Image point grounding data
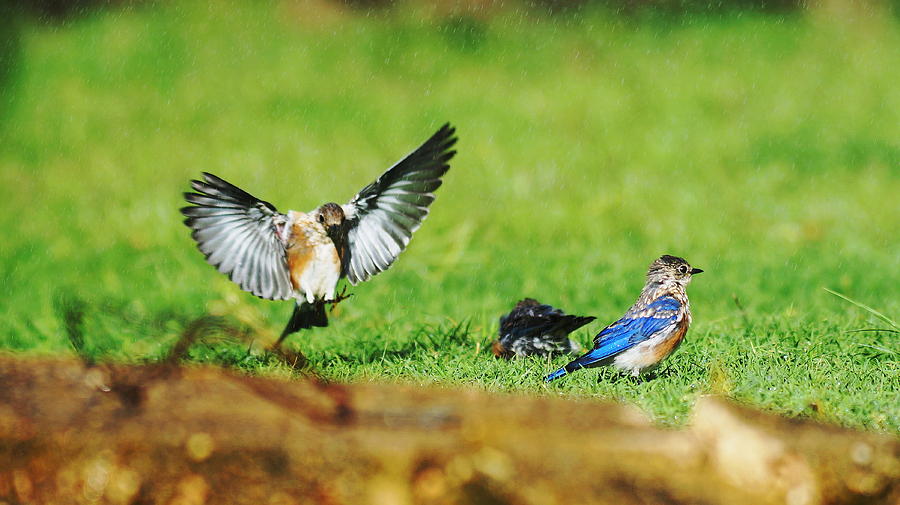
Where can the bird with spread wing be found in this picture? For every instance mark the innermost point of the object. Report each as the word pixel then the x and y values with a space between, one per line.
pixel 302 255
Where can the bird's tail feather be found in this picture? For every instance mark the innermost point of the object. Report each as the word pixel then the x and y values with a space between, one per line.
pixel 305 316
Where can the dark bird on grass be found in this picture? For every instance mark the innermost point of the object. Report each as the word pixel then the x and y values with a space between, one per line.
pixel 533 328
pixel 302 255
pixel 651 329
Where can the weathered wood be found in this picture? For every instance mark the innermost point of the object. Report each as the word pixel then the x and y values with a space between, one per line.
pixel 175 435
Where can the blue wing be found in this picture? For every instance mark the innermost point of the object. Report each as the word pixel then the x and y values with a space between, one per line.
pixel 635 327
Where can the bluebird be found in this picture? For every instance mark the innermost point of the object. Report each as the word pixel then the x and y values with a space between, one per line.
pixel 651 329
pixel 533 328
pixel 301 256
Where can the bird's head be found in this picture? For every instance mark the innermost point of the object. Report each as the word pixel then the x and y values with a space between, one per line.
pixel 331 217
pixel 671 269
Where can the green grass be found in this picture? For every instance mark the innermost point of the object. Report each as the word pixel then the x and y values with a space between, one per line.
pixel 765 150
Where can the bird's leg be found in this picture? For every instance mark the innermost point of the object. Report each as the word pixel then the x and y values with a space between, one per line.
pixel 277 345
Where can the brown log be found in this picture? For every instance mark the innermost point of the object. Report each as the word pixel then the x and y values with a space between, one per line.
pixel 71 433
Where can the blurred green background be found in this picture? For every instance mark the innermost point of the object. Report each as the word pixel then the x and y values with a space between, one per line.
pixel 761 141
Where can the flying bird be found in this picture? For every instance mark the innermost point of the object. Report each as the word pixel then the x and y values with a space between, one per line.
pixel 301 256
pixel 533 328
pixel 651 329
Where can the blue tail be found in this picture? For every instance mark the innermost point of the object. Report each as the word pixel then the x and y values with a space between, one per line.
pixel 555 375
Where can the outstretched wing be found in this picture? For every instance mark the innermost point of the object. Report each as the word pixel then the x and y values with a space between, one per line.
pixel 531 318
pixel 635 327
pixel 240 236
pixel 383 216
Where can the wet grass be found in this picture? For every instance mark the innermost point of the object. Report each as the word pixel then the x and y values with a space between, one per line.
pixel 763 149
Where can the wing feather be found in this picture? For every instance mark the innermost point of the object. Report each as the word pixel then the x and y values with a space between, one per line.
pixel 237 233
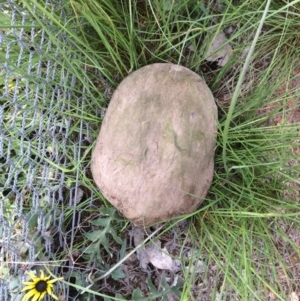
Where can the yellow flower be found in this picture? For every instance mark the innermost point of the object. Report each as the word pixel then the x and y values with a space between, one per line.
pixel 38 287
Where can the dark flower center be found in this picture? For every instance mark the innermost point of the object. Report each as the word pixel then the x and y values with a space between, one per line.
pixel 41 286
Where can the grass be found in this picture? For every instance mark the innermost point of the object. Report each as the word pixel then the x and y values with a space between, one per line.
pixel 245 236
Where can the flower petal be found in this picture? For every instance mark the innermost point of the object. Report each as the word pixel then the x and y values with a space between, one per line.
pixel 56 279
pixel 37 296
pixel 52 295
pixel 28 286
pixel 31 275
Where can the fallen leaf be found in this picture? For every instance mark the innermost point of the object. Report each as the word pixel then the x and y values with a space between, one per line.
pixel 160 258
pixel 219 50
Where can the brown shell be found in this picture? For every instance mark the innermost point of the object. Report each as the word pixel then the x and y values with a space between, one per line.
pixel 154 156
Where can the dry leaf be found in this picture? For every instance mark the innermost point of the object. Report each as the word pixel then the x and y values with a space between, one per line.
pixel 159 258
pixel 219 50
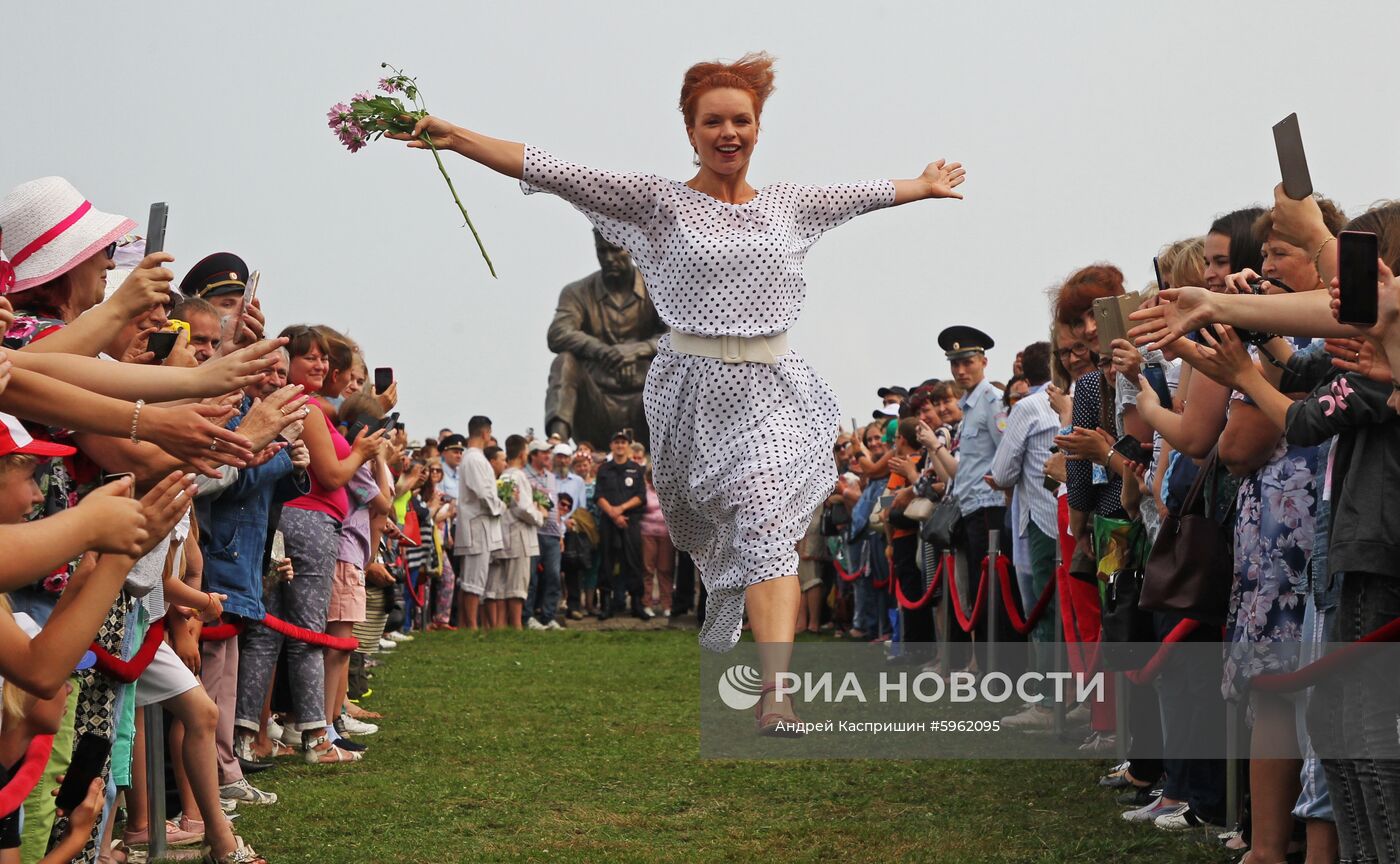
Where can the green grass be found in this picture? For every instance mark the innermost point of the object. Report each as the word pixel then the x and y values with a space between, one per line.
pixel 584 747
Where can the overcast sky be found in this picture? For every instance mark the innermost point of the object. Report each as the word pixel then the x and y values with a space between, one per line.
pixel 1089 130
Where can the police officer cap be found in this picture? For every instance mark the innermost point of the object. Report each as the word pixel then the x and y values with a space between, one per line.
pixel 961 342
pixel 214 276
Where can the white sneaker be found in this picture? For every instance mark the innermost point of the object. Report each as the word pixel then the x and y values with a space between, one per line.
pixel 1033 717
pixel 353 726
pixel 1152 811
pixel 245 791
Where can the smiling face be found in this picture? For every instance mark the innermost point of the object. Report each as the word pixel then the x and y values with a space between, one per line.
pixel 88 282
pixel 310 370
pixel 725 130
pixel 1217 261
pixel 18 492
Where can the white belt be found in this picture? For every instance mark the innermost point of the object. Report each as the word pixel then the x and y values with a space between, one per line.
pixel 731 349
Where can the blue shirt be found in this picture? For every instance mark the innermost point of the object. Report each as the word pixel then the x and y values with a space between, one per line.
pixel 980 433
pixel 1021 458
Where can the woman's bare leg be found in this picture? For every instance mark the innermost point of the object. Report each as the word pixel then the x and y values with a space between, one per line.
pixel 773 619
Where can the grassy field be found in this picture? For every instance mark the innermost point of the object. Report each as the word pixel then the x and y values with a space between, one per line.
pixel 583 747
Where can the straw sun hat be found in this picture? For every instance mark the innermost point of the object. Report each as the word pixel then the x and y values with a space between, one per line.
pixel 49 228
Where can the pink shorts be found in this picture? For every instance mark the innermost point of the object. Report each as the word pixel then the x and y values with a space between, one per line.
pixel 346 594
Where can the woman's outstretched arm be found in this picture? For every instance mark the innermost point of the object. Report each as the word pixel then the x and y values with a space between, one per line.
pixel 504 157
pixel 938 179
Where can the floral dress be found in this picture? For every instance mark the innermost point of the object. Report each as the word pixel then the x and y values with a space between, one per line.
pixel 1277 509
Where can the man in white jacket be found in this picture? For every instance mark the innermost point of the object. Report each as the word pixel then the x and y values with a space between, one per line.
pixel 479 521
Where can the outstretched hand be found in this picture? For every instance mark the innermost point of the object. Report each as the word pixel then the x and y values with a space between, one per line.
pixel 944 178
pixel 436 128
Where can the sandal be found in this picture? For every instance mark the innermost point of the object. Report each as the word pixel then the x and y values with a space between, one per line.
pixel 242 854
pixel 318 756
pixel 774 724
pixel 184 832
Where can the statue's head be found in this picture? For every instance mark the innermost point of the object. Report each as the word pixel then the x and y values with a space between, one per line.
pixel 613 261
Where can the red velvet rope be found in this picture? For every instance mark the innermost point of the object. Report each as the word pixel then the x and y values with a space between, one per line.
pixel 849 577
pixel 1017 623
pixel 928 593
pixel 420 593
pixel 1306 677
pixel 311 637
pixel 220 632
pixel 1154 667
pixel 126 671
pixel 968 622
pixel 27 776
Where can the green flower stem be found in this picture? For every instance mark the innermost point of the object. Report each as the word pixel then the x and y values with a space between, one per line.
pixel 451 188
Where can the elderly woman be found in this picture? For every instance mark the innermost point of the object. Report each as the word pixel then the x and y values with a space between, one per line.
pixel 741 427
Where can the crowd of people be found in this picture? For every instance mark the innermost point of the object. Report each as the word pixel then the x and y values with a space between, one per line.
pixel 237 527
pixel 1241 398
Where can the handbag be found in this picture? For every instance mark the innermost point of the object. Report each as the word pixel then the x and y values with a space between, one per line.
pixel 919 510
pixel 942 524
pixel 1190 567
pixel 835 518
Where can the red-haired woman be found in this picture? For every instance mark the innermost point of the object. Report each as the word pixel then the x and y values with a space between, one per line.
pixel 741 427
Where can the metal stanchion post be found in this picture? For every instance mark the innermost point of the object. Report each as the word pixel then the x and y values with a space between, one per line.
pixel 1120 716
pixel 156 777
pixel 1060 663
pixel 993 597
pixel 1232 728
pixel 945 616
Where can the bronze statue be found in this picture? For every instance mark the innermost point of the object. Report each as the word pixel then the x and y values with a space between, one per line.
pixel 605 333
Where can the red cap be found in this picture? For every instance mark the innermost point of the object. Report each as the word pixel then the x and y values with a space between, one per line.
pixel 16 439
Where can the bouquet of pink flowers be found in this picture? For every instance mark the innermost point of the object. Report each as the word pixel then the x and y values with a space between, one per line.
pixel 368 116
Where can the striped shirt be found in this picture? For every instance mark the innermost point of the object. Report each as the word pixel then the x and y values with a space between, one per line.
pixel 1021 458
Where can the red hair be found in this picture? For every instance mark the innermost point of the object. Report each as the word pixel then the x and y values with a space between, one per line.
pixel 751 73
pixel 1085 286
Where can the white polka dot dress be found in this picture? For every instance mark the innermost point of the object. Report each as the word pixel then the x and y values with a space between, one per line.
pixel 741 453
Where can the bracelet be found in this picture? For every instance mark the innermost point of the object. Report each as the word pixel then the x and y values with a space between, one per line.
pixel 136 416
pixel 1318 254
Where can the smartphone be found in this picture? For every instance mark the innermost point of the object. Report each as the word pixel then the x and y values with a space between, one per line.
pixel 112 478
pixel 1155 374
pixel 1357 275
pixel 251 289
pixel 1131 448
pixel 1292 163
pixel 161 343
pixel 1112 317
pixel 88 758
pixel 156 227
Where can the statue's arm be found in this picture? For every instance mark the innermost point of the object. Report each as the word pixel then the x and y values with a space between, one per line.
pixel 566 331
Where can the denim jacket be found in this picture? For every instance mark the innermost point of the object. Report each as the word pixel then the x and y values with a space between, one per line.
pixel 234 530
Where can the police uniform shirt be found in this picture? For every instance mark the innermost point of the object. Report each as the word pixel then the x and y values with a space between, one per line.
pixel 620 483
pixel 982 426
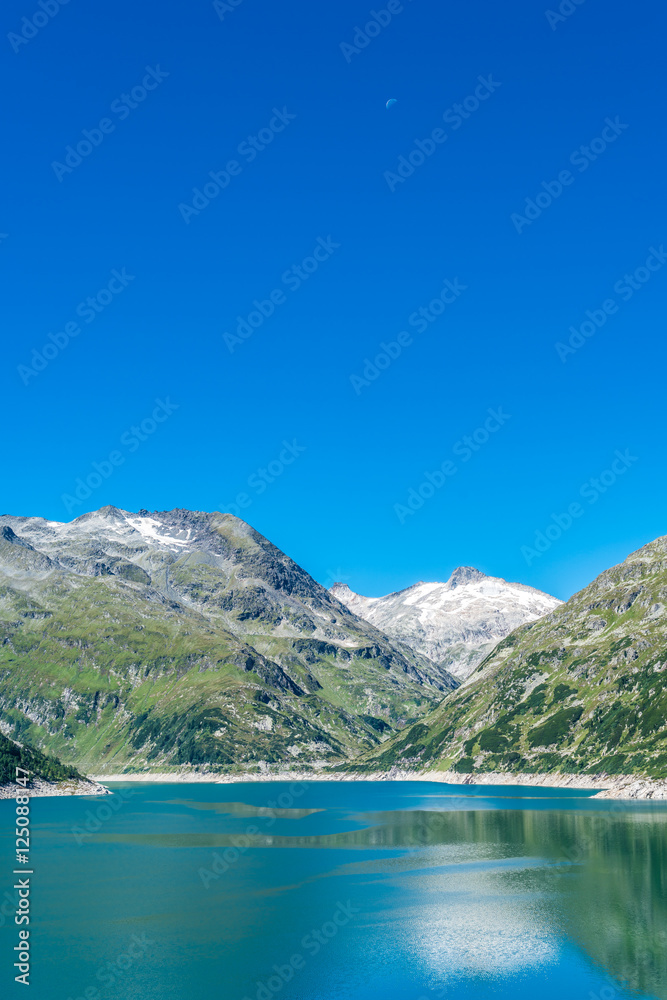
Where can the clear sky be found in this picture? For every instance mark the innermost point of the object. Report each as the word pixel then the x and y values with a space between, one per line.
pixel 250 306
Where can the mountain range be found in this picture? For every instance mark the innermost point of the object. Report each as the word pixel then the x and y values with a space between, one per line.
pixel 455 624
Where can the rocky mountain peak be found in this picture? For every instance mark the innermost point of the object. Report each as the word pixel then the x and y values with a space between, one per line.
pixel 465 574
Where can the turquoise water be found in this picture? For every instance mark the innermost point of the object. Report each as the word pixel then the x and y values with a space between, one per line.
pixel 341 890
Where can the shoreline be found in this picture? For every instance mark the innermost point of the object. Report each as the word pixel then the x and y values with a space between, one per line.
pixel 624 787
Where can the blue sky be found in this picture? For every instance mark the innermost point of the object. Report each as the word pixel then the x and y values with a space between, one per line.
pixel 534 199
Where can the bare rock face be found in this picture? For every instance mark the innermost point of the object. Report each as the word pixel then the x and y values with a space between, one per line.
pixel 457 623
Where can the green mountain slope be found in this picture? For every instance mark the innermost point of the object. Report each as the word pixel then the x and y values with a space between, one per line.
pixel 582 690
pixel 183 637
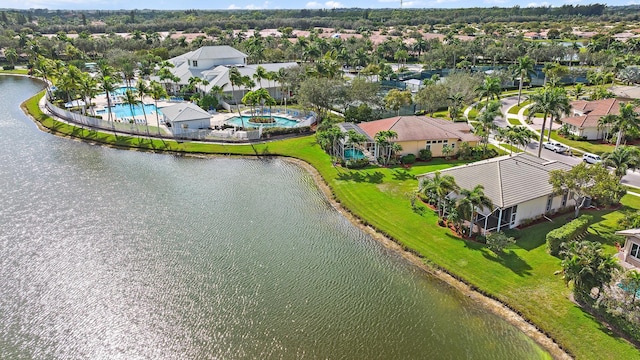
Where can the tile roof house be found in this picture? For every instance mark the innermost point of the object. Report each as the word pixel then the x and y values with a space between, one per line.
pixel 419 132
pixel 586 115
pixel 504 179
pixel 184 118
pixel 630 253
pixel 212 63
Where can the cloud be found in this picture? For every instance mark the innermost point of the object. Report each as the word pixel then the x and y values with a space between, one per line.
pixel 328 4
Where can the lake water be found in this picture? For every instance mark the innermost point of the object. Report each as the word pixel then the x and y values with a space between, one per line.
pixel 111 254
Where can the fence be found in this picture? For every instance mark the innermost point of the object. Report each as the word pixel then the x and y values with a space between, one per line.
pixel 137 128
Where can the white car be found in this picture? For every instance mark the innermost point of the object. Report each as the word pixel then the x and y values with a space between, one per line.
pixel 591 158
pixel 555 146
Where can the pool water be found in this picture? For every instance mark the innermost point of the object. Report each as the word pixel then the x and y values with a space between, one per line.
pixel 353 154
pixel 280 122
pixel 123 110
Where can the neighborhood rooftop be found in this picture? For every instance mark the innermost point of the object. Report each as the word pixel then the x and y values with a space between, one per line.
pixel 505 178
pixel 418 128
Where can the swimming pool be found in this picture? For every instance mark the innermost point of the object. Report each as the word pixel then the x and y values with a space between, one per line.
pixel 120 91
pixel 123 110
pixel 353 154
pixel 280 122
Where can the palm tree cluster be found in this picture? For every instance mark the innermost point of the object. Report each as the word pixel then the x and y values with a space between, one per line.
pixel 453 204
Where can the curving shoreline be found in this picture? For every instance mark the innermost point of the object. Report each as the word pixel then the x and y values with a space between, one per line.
pixel 488 303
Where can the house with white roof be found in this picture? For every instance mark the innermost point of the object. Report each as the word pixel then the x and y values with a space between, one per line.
pixel 517 185
pixel 185 117
pixel 212 63
pixel 630 253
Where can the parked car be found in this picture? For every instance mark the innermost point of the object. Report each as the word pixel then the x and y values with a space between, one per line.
pixel 591 158
pixel 555 146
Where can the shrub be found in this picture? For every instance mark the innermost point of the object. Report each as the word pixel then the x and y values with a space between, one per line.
pixel 408 159
pixel 498 241
pixel 566 233
pixel 268 132
pixel 425 155
pixel 357 164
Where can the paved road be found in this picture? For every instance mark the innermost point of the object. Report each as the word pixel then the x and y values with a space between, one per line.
pixel 632 178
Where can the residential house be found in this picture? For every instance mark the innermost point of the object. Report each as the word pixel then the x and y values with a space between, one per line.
pixel 630 253
pixel 517 185
pixel 212 63
pixel 586 115
pixel 419 132
pixel 184 118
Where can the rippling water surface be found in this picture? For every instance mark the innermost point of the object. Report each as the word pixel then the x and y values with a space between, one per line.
pixel 110 254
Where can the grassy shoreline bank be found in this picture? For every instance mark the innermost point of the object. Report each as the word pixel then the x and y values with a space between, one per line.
pixel 524 279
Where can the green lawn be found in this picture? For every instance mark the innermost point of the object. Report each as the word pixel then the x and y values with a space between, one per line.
pixel 523 277
pixel 514 121
pixel 14 71
pixel 588 146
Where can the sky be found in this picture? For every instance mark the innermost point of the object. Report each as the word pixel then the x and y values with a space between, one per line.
pixel 287 4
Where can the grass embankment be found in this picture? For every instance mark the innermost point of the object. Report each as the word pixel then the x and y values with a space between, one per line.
pixel 523 277
pixel 15 71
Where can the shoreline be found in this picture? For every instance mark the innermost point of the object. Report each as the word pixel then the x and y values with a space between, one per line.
pixel 494 306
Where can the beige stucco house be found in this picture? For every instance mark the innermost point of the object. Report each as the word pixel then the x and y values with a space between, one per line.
pixel 517 185
pixel 586 116
pixel 630 253
pixel 420 132
pixel 184 118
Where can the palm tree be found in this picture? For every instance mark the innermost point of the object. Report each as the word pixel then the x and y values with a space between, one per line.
pixel 524 68
pixel 143 90
pixel 548 101
pixel 476 200
pixel 157 92
pixel 561 105
pixel 587 266
pixel 485 122
pixel 622 159
pixel 626 121
pixel 439 186
pixel 131 100
pixel 235 78
pixel 490 87
pixel 261 73
pixel 108 85
pixel 455 105
pixel 383 139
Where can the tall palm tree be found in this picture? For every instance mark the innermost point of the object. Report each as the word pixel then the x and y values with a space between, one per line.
pixel 560 106
pixel 524 68
pixel 455 105
pixel 157 92
pixel 261 73
pixel 131 100
pixel 622 159
pixel 548 101
pixel 490 88
pixel 143 90
pixel 439 186
pixel 477 200
pixel 628 120
pixel 235 79
pixel 485 122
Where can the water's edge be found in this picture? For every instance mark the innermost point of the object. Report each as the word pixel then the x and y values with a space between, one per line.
pixel 494 306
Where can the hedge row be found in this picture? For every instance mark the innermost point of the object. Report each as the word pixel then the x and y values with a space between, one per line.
pixel 567 233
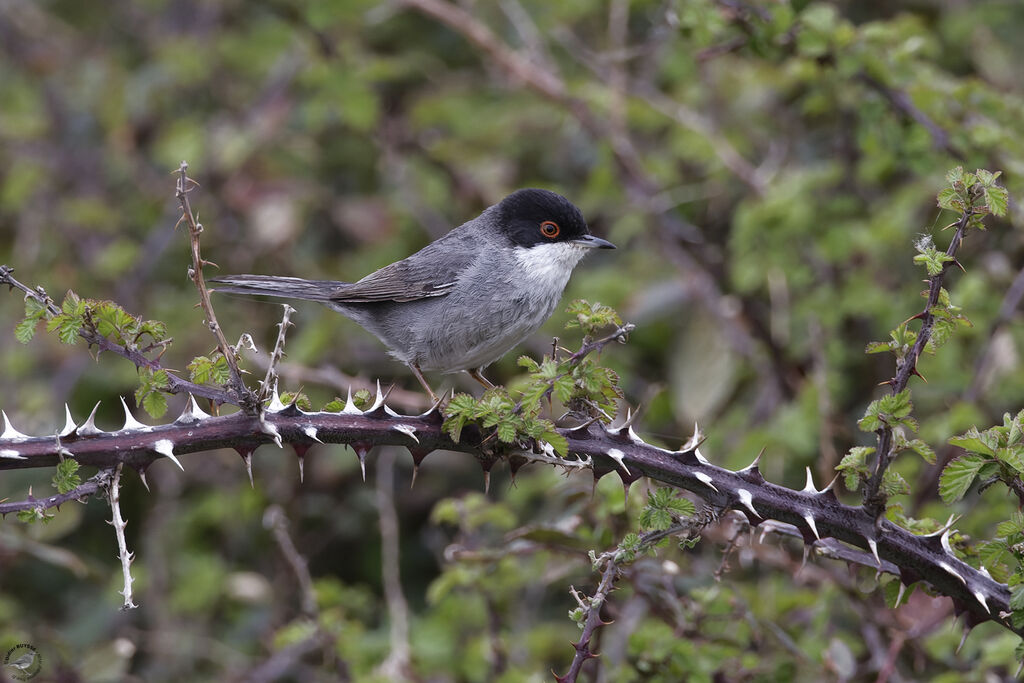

EXERCISE BRIEF: An acceptable answer holds exactly the lines from the one with "Where can the beige" through the end of the entries above, both ends kept, and no pictures at all.

RESPONSE BOX:
Where can the beige stucco house be found in this picture? For every instance mark the innermost point of the object. Report each as the word pixel then the x and y values with a space between, one per line.
pixel 517 185
pixel 586 116
pixel 630 253
pixel 420 132
pixel 184 118
Where can the palm tree be found in this picture? For every instance mark the innermost point of the object. Report each as the word pixel then the x and y values with a space between, one per line.
pixel 524 68
pixel 143 90
pixel 548 101
pixel 476 200
pixel 157 92
pixel 561 105
pixel 587 266
pixel 485 122
pixel 622 159
pixel 626 121
pixel 439 186
pixel 131 100
pixel 235 78
pixel 490 87
pixel 261 73
pixel 108 85
pixel 455 105
pixel 383 139
Where can the tall palm tree be found in this picture? For every instance mark the innermost point of the object. Report each as the word pixel then the x and y values with a space between, one per line.
pixel 560 106
pixel 524 68
pixel 455 105
pixel 157 92
pixel 261 73
pixel 131 100
pixel 622 159
pixel 548 101
pixel 490 88
pixel 143 90
pixel 439 186
pixel 477 200
pixel 628 120
pixel 235 79
pixel 485 122
Where can the water's edge be found in this picture? For every instance mark the innermost point of the object. Report each as the word pixel then the x and y values with a space between, one per line.
pixel 494 306
Where can the hedge row be found in this picture? For every instance mark the innermost point of the object. Report each as the word pixel then the x and y values with a space between, one per line.
pixel 567 233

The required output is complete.